● **DIRECTIVES**:
1: In the variational autoencoder notebook, how many filters does the second convolutional layer of the encoder use?
2: Carry the variational autoencoder notebook forward from its final line.

● **DOCUMENT EXTRACT**:

---------------

The encoder will transform the image into 2 parameters vectors that will be used to form a normal distribution, mean_vector and standard_deviation_vector

Dummy dataset Nmist

In [16]:
(X_train, _), (X_test, _) = tf.keras.datasets.mnist.load_data()

mnist_digits = np.concatenate([X_train, X_test])
mnist_digits = mnist_digits[:, :, :, np.newaxis]/255.

In [17]:
mnist_digits.shape

(70000, 28, 28, 1)

In [18]:
class VAEncoder(tf.keras.layers.Layer):    
    def __init__(self, latent_dims=2, **kwars):
        super().__init__(**kwars)
        self.latent_dims = latent_dims
        
        self.z_mean = tf.keras.layers.Dense(units=latent_dims, activation="selu")
        self.z_sigma = tf.keras.layers.Dense(units=latent_dims, activation="selu")

        # with padding same the activation map will have the same size
        self.conv_1 = tf.keras.layers.Conv2D(filters=32, kernel_size=3, strides=2, padding="same", activation="relu")

        # with padding same the activation map will have the same size
        self.conv_2 = tf.keras.layers.Conv2D(filters=64, kernel_size=3, strides=2, padding="same", activation="relu")

        # Proyection
        self.proy = tf.keras.Sequential([tf.keras.layers.Dense(units=16, activation="relu"), tf.keras.layers.Dense(units=16)])

        self.flatten = tf.keras.layers.Flatten()

    def call(self, inputs, *args, **kwargs):
        x = self.conv_1(inputs)
        x = self.conv_2(x)
        x = self.flatten(x)
        x = self.proy(x)
        return self.z_mean(x), self.z_sigma(x)
    
    def get_config(self):
        return {"latent_dims":self.latent_dims}

In [19]:
encoder = VAEncoder(latent_dims=2)

In [20]:
sample = np.expand_dims(mnist_digits[0], axis=0)
z_mean, z_sigma = encoder(sample)

# Sampler!

We are sampling from a normal distribution

normal = mu + exp(sigma) * epsilon

epsilon is a random number from a normal distribution

In [21]:
class Sampler(tf.keras.layers.Layer):
    def call(self, z_mean, z_sigma):
        # get the batch size
        batch_size = tf.shape(z_mean.shape)[0]
        latent_dim = tf.shape(z_mean)[1]

        #Epsilon should be the same size as our vectors
        # here we are in the training and everything gets processed in batch
        epsilon = tf.random.normal(shape=(batch_size, latent_dim))

        #This returns a sample point from the distribution we are trying to find.
        # A normal distribution
        # Why over 2?

---------------

● **DATA BLOCK**:
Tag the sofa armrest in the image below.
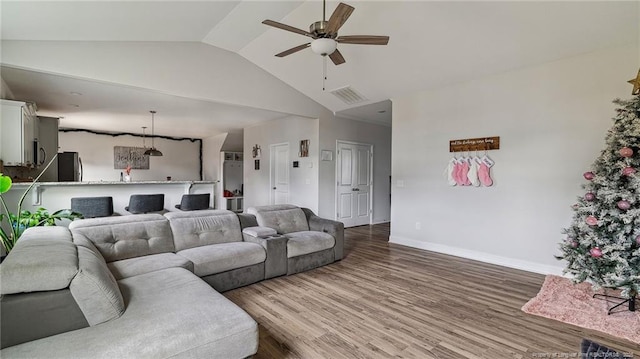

---------------

● **RESPONSES**:
1: 64

2:
        return z_mean + tf.math.exp(z_sigma/2) * epsilon

In [22]:
Sampler()(z_mean, z_sigma)

<tf.Tensor: shape=(2, 2), dtype=float32, numpy=
array([[-1.3263273 ,  0.74788636],
       [ 0.11071271,  0.9165265 ]], dtype=float32)>

# Decoder

In [23]:
# z_mean = tf.expand_dims(z_mean, axis=0)
# z_sigma = tf.expand_dims(z_sigma, axis=0)

In [26]:
class VAEDecoder(tf.keras.layers.Layer):
    def __init__(self, latent_dims=2, image_original_widht=7, image_original_height=7, image_original_channels=1, last_conv_channels=64, trainable=True, name=None, dtype=None, dynamic=False, **kwargs):
        super().__init__(trainable, name, dtype, dynamic, **kwargs)
        self.latent_dims = latent_dims
        self.image_original_widht = image_original_widht
        self.image_original_height = image_original_height
        self.image_original_channels = image_original_channels
        self.last_conv_channels = last_conv_channels

        # image flatten size
        # 7 * 7 * 1= 49
        self.latent_space = tf.keras.layers.Dense(units=self.image_original_widht*self.image_original_height*self.last_conv_channels, activation="relu")
        self.reshape = tf.keras.layers.Reshape((self.image_original_height, self.image_original_widht, self.last_conv_channels))
        self.conv_traspose_1 = tf.keras.layers.Conv2DTranspose(filters=32, kernel_size=3, strides=2, padding="same", activation="relu")
        self.conv_traspose_2 = tf.keras.layers.Conv2DTranspose(filters=64, kernel_size=3, strides=2, padding="same", activation="relu")
        self.conv_image_gen = tf.keras.layers.Conv2D(filters=self.image_original_channels, kernel_size=3, padding="same", activation="sigmoid" if self.image_original_channels==1 else "softmax")

    def call(self, inputs, *args, **kwargs):
        x = self.latent_space(inputs)
        x = self.reshape(x)
        x = self.conv_traspose_1(x)
        x = self.conv_traspose_2(x)
        x = self.conv_image_gen(x)

        return x

In [30]:
sampled_point = Sampler()(z_mean, z_sigma)
print(sampled_point.shape)
# Batch 1 sample
sampled_point = tf.expand_dims(sampled_point, axis=0)

(2, 2)


In [29]:
VAEDecoder()(sampled_point)

InvalidArgumentError: Exception encountered when calling layer 'reshape_4' (type Reshape).

{{function_node __wrapped__Reshape_device_/job:localhost/replica:0/task:0/device:GPU:0}} Input to reshape is a tensor with 6272 values, but the requested shape has 3136 [Op:Reshape]

Call arguments received by layer 'reshape_4' (type Reshape):
  • inputs=tf.Tensor(shape=(1, 2, 3136), dtype=float32)